--- Fuente ---

Se trata del debate público sobre las causas de las protestas actuales que ha vuelto a generar una gran confrontación entre diferentes sectores de la población. La polémica es lógica porque conlleva a respuestas que no son necesariamente inocuas. Por ejemplo, si estuviéramos ante un “nuevo tipo de guerra», como sostiene Fernando Rospigliosi, ¿de qué manera deberíamos responder ante ella?, ¿con medios y estrategias policiales y militares? Pero estas serían absolutamente insuficientes y hasta contraproducentes si creemos que hay de por medio un conjunto de demandas que se justifican y que se relacionan a nuestra identidad como país.
Ahora, es cierto que esa calle que se nos vino encima no era la que esperábamos y hasta deseábamos. Las protestas se iniciaron en diciembre y ahora, casi a finales de enero, estamos viviendo una experiencia que es inédita, compleja, preocupante e incierta.
Nos encontramos en medio de un paro nacional que ha comenzado el 19 de enero y que está trayendo a Lima a miles de personas desde lugares muy distintos del país. “Si Lima no viene a nosotros, allá vamos”, parece ser la lógica. Hemos visto escenas en las que pueblos y comunidades se han congregado en las plazas de las ciudades principales para desde allí partir, previa despedidas multitudinarias.
En Lima también hemos podido ver lo que, desde el comienzo, se ha expresado en otros lugares del país. Existen dos tipos de manifestantes: están aquellos que, sin salirse de los cauces pacíficos, tratan de llegar a lugares clave, como el Congreso de la República, para poder ejercer mayor presión, y en este camino forcejean con la Policía. Mientras que, por otro lado, se encuentran los que emplean la violencia. Estos últimos, en el interior del país, se han manifestado tomando aeropuertos e infringiendo daños a la infraestructura pública y privada, y, en Lima, lo han hecho agrediendo a la Policía, lanzándole bloques de cemento sacados del pavimento de las veredas, y quemando dependencias del Poder Judicial.

---

:: Consigna 1 ::
Actualiza las filas desde la línea que contiene "Where can you spot the rocky" hasta el final de las filas, cambiando "rocky outcrop" por "rock formation" y sin tocar nada más.

--- Datos de origen ---

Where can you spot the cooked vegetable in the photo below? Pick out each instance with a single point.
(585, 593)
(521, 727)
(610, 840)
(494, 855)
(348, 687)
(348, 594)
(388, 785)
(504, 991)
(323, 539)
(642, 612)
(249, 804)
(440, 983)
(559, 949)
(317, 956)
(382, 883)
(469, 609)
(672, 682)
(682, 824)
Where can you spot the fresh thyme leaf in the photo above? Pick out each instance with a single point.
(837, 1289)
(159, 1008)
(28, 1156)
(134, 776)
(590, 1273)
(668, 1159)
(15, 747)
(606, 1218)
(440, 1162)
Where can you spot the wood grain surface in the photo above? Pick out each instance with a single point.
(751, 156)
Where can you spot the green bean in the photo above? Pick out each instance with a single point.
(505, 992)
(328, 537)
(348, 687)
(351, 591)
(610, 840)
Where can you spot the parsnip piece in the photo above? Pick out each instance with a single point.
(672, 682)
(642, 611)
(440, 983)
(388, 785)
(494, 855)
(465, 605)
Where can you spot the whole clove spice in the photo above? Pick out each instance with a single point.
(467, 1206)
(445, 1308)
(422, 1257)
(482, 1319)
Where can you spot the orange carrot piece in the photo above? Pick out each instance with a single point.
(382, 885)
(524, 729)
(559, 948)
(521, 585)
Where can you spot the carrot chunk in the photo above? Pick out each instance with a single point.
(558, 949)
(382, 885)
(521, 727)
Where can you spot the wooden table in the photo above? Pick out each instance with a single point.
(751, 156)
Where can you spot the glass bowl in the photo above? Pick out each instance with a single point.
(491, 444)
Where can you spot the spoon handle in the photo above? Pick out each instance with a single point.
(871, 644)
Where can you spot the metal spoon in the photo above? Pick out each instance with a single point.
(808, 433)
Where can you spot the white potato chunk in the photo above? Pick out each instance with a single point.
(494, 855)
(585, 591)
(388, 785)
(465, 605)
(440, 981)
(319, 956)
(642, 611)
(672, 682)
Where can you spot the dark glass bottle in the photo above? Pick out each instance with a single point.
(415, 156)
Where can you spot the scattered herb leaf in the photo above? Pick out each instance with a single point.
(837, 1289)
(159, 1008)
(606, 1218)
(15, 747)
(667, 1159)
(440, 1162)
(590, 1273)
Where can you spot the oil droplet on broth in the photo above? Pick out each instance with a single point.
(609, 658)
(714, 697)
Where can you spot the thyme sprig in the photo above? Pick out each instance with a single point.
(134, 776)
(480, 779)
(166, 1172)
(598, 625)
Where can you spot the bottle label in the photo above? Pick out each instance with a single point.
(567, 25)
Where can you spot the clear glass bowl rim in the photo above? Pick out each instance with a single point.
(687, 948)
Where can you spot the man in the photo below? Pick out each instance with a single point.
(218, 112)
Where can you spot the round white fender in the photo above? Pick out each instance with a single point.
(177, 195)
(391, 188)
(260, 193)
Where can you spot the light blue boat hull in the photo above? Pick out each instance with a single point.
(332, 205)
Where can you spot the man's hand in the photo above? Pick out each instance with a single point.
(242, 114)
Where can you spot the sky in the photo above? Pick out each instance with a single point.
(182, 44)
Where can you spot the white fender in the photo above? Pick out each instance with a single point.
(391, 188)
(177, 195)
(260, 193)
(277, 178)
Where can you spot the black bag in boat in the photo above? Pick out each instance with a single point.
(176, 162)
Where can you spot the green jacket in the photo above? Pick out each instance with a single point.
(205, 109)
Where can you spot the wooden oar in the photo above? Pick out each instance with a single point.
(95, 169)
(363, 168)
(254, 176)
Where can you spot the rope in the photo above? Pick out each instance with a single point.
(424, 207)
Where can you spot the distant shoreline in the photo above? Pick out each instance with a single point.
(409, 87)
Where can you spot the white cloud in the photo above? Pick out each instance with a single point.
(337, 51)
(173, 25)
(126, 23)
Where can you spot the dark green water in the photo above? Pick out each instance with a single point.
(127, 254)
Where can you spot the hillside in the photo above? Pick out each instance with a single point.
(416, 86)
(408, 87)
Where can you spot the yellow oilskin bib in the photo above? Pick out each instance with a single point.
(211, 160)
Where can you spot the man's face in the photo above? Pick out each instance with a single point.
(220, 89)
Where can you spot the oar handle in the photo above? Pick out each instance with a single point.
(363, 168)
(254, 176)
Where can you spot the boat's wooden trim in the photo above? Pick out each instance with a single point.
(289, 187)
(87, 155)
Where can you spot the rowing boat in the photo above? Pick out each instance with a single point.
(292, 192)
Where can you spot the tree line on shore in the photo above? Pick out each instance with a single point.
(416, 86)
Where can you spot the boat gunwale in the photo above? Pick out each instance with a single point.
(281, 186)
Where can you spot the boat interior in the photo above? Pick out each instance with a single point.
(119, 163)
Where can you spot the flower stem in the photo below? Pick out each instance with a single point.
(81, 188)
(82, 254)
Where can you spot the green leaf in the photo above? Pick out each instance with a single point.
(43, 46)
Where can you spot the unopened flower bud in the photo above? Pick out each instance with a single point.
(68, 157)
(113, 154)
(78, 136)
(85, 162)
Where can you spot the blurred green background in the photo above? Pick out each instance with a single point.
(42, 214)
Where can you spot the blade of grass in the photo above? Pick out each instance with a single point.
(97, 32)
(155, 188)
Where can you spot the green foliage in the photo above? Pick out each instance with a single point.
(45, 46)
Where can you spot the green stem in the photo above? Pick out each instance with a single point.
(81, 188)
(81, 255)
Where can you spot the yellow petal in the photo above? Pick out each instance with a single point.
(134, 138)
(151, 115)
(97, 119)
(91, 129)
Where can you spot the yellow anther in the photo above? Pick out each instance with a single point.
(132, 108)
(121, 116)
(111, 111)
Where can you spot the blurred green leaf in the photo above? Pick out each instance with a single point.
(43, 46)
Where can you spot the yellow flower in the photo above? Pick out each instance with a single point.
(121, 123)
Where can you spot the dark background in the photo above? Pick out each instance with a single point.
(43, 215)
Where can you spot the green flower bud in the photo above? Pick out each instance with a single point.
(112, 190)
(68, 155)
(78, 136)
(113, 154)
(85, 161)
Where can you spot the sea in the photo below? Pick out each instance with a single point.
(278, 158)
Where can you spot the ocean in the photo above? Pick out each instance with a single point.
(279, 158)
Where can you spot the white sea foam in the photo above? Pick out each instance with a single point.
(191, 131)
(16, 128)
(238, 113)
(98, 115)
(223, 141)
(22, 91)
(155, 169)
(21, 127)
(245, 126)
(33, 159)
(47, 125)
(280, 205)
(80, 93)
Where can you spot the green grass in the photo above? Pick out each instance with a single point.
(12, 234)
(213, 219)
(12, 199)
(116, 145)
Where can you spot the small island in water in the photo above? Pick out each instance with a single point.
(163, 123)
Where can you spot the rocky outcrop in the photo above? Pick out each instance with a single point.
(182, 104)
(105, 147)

---

:: Consigna 2 ::
Vuelve a escribir sin cambios el fragmento del texto sobre las protestas que va desde "En Lima también" hasta "del Poder Judicial.".

:: Solución de la tarea 1 ::
Where can you spot the rock formation in the photo above? Pick out each instance with a single point.
(182, 104)
(105, 147)

:: Solución de la tarea 2 ::
En Lima también hemos podido ver lo que, desde el comienzo, se ha expresado en otros lugares del país. Existen dos tipos de manifestantes: están aquellos que, sin salirse de los cauces pacíficos, tratan de llegar a lugares clave, como el Congreso de la República, para poder ejercer mayor presión, y en este camino forcejean con la Policía. Mientras que, por otro lado, se encuentran los que emplean la violencia. Estos últimos, en el interior del país, se han manifestado tomando aeropuertos e infringiendo daños a la infraestructura pública y privada, y, en Lima, lo han hecho agrediendo a la Policía, lanzándole bloques de cemento sacados del pavimento de las veredas, y quemando dependencias del Poder Judicial.